Position identification records
.....

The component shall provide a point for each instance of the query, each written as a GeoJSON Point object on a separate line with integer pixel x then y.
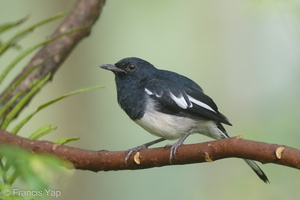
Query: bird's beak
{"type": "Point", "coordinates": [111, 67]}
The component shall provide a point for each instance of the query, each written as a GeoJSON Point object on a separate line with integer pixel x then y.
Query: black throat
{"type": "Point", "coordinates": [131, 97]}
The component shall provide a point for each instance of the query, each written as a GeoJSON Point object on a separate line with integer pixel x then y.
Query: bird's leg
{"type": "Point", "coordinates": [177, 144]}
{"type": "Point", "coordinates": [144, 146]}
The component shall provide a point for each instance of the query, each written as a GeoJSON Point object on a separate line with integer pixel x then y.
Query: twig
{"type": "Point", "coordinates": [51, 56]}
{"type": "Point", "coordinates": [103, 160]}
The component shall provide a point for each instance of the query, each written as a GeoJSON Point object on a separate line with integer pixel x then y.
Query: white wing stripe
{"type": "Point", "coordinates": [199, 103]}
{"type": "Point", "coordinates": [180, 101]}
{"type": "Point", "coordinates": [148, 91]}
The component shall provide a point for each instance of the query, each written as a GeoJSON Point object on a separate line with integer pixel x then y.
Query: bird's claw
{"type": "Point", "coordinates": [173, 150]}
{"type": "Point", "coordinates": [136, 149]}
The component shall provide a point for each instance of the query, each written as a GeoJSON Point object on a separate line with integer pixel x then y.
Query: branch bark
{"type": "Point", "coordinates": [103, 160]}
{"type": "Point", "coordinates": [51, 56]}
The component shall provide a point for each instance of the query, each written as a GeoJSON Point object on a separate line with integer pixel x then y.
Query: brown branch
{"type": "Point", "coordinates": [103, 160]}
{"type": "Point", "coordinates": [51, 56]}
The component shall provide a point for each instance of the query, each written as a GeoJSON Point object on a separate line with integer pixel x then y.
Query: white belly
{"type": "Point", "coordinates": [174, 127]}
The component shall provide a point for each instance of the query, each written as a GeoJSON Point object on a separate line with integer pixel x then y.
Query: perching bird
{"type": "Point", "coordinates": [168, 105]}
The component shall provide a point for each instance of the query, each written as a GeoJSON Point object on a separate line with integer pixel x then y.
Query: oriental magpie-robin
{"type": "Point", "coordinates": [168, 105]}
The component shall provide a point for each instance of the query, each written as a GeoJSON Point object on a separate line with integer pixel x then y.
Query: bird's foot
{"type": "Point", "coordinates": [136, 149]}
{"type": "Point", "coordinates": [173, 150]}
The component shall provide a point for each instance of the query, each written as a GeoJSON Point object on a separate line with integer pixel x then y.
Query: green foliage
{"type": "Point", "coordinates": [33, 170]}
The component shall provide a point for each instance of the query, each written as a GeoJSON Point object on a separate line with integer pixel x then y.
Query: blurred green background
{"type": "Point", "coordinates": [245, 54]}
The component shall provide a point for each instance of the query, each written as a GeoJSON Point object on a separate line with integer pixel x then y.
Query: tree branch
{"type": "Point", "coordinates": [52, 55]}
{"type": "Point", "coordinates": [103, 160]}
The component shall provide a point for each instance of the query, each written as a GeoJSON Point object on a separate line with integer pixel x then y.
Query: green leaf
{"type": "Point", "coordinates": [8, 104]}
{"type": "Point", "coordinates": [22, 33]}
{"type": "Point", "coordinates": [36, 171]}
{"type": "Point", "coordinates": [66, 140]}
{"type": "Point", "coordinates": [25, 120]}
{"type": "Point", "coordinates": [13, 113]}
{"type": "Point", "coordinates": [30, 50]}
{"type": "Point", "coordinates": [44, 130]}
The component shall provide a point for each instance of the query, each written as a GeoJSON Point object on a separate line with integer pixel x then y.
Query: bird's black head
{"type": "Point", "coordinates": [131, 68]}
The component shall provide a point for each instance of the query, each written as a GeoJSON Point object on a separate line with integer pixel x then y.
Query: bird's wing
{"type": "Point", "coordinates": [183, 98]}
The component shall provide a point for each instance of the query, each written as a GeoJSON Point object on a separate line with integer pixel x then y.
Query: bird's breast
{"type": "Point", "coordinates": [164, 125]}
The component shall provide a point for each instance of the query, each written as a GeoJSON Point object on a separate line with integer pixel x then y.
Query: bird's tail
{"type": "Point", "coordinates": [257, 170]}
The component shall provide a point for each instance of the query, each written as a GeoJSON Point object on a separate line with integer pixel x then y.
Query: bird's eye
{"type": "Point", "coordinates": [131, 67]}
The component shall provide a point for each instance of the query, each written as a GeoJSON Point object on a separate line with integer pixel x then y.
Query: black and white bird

.....

Your objective: Exclude the pictures. Write out the remaining data exactly.

Output of the exercise:
The component shall provide a point for each instance of the query, each written as a GeoJSON Point object on a separate line with integer pixel x then y.
Query: bird's beak
{"type": "Point", "coordinates": [111, 67]}
The component shall provide a point for each instance of the query, each written as a GeoJSON Point object on a separate line with integer pixel x then y.
Query: black throat
{"type": "Point", "coordinates": [131, 97]}
The component shall provide a point for each instance of the query, each written as a GeoJSON Point object on a separate line with integer pixel x then y.
Query: bird's leg
{"type": "Point", "coordinates": [177, 144]}
{"type": "Point", "coordinates": [144, 146]}
The component shall provide a point for each instance of the query, each written as a GeoJSON Point object on a separate line with integer pixel x then y.
Query: twig
{"type": "Point", "coordinates": [51, 56]}
{"type": "Point", "coordinates": [103, 160]}
The component shall provide a point for each instance of the query, each written as a GeoJSON Point object on a separate line with integer pixel x then y.
Query: white wing stripe
{"type": "Point", "coordinates": [199, 103]}
{"type": "Point", "coordinates": [180, 101]}
{"type": "Point", "coordinates": [148, 91]}
The component shall provide a point for each instance of the query, each written as a GeoJSON Point object on a separate line with integer pixel x then y.
Query: bird's claw
{"type": "Point", "coordinates": [173, 150]}
{"type": "Point", "coordinates": [136, 149]}
The component shall provide a point for each instance of the query, each written as a GeoJSON Point object on a separate line with integer pixel x then y.
Query: branch bark
{"type": "Point", "coordinates": [103, 160]}
{"type": "Point", "coordinates": [51, 56]}
The component shall provide a point for each instance of the query, each written as a GeoJSON Point object on a separate line with integer pixel x then y.
Query: brown branch
{"type": "Point", "coordinates": [103, 160]}
{"type": "Point", "coordinates": [51, 56]}
The component shall provide a point for each instance of the query, each written as a GeoJSON Point object on a separate line with integer pixel x then y.
Query: white belly
{"type": "Point", "coordinates": [174, 127]}
The component shall provide a point for each instance of the query, each written as a GeoJSON Point object on a separate line with integer pixel x then y.
Query: perching bird
{"type": "Point", "coordinates": [168, 105]}
The component shall provide a point for each instance of the query, each written as a GeoJSON Point object on a separate line with integer pixel x then y.
Query: oriental magpie-robin
{"type": "Point", "coordinates": [168, 105]}
The component shall provide a point for each instance of the query, each written as a GeoJSON Point object on a separate line with integer pixel x then y.
Query: bird's foot
{"type": "Point", "coordinates": [136, 149]}
{"type": "Point", "coordinates": [173, 150]}
The component shall provide a point for each instance of the query, each written as a GeoJSON Point object on a separate line with integer pixel x then y.
Query: green foliage
{"type": "Point", "coordinates": [33, 170]}
The component shall provide a point for each instance of the query, each written as a GeoJSON Point object on a separate line with integer pixel x then y.
Query: blurred green background
{"type": "Point", "coordinates": [245, 54]}
The component shall provide a point for each instance of the query, each written as a GeoJSON Point object on a separate line with integer pixel x then y.
Query: tree branch
{"type": "Point", "coordinates": [52, 55]}
{"type": "Point", "coordinates": [103, 160]}
The component shall provide a point for each instance of the query, each written as a GeoJSON Point object on a separate line with integer pixel x then y.
Query: green leaf
{"type": "Point", "coordinates": [8, 104]}
{"type": "Point", "coordinates": [22, 33]}
{"type": "Point", "coordinates": [36, 171]}
{"type": "Point", "coordinates": [66, 140]}
{"type": "Point", "coordinates": [25, 120]}
{"type": "Point", "coordinates": [13, 113]}
{"type": "Point", "coordinates": [30, 50]}
{"type": "Point", "coordinates": [44, 130]}
The component shall provide a point for each instance of the query, each written as a GeoJSON Point object on a separate line with integer pixel x then y.
Query: bird's black head
{"type": "Point", "coordinates": [131, 68]}
The component shall provide a point for each instance of the query, each written as a GeoJSON Point object on a separate line with integer pixel x then y.
Query: bird's wing
{"type": "Point", "coordinates": [183, 98]}
The component shall provide a point for each instance of the query, each written as a GeoJSON Point object on a separate line with integer pixel x then y.
Query: bird's breast
{"type": "Point", "coordinates": [164, 125]}
The component shall provide a point for each instance of the query, each written as a GeoJSON Point object on a separate line with integer pixel x then y.
Query: bird's tail
{"type": "Point", "coordinates": [257, 170]}
The component shall provide a point for each instance of the query, each written as a GeoJSON Point object on a separate line with integer pixel x then y.
Query: bird's eye
{"type": "Point", "coordinates": [131, 67]}
The component shall provide a point for each instance of the query, each written as a GeoJSON Point object on a separate line with integer pixel x then y.
Query: black and white bird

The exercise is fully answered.